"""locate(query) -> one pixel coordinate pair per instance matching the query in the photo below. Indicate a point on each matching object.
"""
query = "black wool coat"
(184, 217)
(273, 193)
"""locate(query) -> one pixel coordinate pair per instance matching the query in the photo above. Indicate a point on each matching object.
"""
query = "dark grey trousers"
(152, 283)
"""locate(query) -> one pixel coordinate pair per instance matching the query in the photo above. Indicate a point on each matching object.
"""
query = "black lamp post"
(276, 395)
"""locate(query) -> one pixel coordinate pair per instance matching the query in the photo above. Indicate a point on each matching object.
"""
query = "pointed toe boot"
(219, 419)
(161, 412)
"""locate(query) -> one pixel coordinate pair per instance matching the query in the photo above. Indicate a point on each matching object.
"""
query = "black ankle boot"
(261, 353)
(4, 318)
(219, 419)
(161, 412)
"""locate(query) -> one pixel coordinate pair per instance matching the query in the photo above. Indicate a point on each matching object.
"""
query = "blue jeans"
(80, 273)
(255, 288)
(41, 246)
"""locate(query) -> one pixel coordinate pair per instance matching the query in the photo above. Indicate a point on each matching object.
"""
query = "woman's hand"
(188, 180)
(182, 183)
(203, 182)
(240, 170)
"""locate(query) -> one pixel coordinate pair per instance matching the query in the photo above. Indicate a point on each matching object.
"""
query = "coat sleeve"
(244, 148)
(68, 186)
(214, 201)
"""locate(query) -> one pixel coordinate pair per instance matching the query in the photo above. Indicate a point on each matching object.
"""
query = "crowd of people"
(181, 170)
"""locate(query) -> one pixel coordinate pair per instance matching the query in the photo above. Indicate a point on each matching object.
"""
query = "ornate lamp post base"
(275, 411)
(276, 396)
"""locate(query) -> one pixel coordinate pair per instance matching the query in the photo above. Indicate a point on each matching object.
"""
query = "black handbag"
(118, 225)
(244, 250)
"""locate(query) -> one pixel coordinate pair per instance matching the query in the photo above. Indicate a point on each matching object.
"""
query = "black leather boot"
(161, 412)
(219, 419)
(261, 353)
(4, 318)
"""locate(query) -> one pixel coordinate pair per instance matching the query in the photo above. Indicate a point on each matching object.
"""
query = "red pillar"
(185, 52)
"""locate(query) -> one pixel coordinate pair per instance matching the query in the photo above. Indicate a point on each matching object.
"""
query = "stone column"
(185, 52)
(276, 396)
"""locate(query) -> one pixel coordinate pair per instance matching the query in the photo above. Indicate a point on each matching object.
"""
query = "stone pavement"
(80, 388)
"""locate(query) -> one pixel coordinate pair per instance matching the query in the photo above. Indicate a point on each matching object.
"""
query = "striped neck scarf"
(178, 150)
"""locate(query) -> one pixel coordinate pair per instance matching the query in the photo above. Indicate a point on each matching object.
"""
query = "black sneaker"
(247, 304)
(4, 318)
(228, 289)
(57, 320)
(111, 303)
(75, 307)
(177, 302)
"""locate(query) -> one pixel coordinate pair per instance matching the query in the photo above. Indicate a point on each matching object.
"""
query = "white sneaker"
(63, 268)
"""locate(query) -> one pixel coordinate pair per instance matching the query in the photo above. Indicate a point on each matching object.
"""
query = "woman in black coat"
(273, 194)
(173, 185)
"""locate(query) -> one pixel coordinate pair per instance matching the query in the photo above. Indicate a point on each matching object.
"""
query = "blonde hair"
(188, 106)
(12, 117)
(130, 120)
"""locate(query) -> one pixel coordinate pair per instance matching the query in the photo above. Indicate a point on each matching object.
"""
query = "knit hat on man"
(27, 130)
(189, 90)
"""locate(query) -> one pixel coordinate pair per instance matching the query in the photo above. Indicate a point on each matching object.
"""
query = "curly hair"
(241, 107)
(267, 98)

Task directions:
Every record is to be repeated exactly as it stands above.

Task solution:
"""locate(query) -> one pixel coordinate pair per instance matching the query in the photo below. Indicate a point on each matching object.
"""
query = "black wool coat"
(184, 217)
(273, 193)
"""locate(query) -> one pixel coordinate pair per instance matching the query in the photo above. Indicate a point on each matching object.
"""
query = "dark grey trousers"
(152, 283)
"""locate(query) -> one pixel coordinate pair per instance matching the query in the photo above. Indicate a point on each matching object.
"""
query = "black lamp post"
(276, 395)
"""locate(query) -> one pixel coordinate pair per instance matching the query in the photo above. Indicate a point on each matching object.
"""
query = "pointed toe boot"
(219, 419)
(161, 412)
"""locate(query) -> one pixel coordinate pair per instance matching the query in the photo above. Indicate a point on each matching object.
"""
query = "black ankle boot"
(261, 353)
(4, 318)
(219, 419)
(161, 412)
"""locate(query) -> one pixel coordinate pair per instance matching the query in the photo above. Indicate a point on each matching object.
"""
query = "blue jeans"
(80, 273)
(255, 288)
(41, 246)
"""locate(query) -> one pixel coordinate pair per instance matching the query in the photo above. Indicate a point on each matching object.
"""
query = "woman's hand"
(188, 180)
(182, 183)
(203, 182)
(240, 170)
"""locate(query) -> one pixel coordinate pair per instance matching the query in the photo above. Indicate a point on each matching object.
"""
query = "coat sleeve"
(244, 148)
(68, 186)
(214, 201)
"""locate(query) -> one pixel coordinate pair per instance matching the query in the photo above. Indicate a point on each matching object.
"""
query = "crowd of people"
(181, 170)
"""locate(query) -> one pixel coordinate pair per instance matching the query in the photo above. Indicate a point on each matching object.
"""
query = "ornate lamp post base"
(275, 411)
(276, 396)
"""locate(query) -> one pixel coordinate pair per instance matching the query in the photo above. Indicate a point on each matching object.
"""
query = "black handbag"
(118, 225)
(244, 250)
"""locate(query) -> one pixel coordinate pair per instance matching the query in the photo above. Indicate a point on each matching object.
"""
query = "black leather boot"
(161, 412)
(219, 419)
(261, 353)
(4, 318)
"""locate(query) -> one pixel coordinate pair per instance matching the query in the photo above. Indicate a point on each matching object.
"""
query = "red pillar"
(185, 52)
"""locate(query) -> one pixel coordinate pair per instance matching the query in the photo above. Indicate a point on each matching object.
"""
query = "stone column"
(185, 52)
(276, 396)
"""locate(query) -> one pixel coordinate pair per instance matching the query in the photo above. Indicate a point on each matching object.
"""
query = "stone pavement"
(80, 388)
"""locate(query) -> one pixel coordinate pair per instance matching the query in the photo above. Indicate a point on each matching object.
"""
query = "striped neck scarf"
(178, 150)
"""locate(query) -> one pixel coordinate pair per instance matching the query in the photo above. Indicate a point on each matching object.
"""
query = "black sneaker"
(247, 304)
(4, 318)
(228, 289)
(57, 320)
(111, 303)
(75, 307)
(177, 302)
"""locate(query) -> one pixel coordinate pair per instance matching the query in the photo above. Indicate a point on each matching object.
"""
query = "white sneaker"
(63, 268)
"""locate(query) -> one pixel coordinate pair per instance matching the query in the photo above. Indicate a point on each matching object.
"""
query = "woman in black coat"
(273, 194)
(173, 185)
"""locate(query) -> one pixel coordinate pair per instance matching the query in the photo above. Indicate a point on each matching object.
"""
query = "blonde hair"
(188, 106)
(12, 117)
(130, 120)
"""locate(query) -> one pixel coordinate pair per instance matching the query in the photo above. Indicate a point on each matching object.
"""
query = "knit hat on man"
(27, 130)
(189, 90)
"""locate(query) -> one pixel coordinate pair per instance matching the query in the photo above. Indicate a point on each matching object.
"""
query = "curly hair"
(241, 107)
(267, 98)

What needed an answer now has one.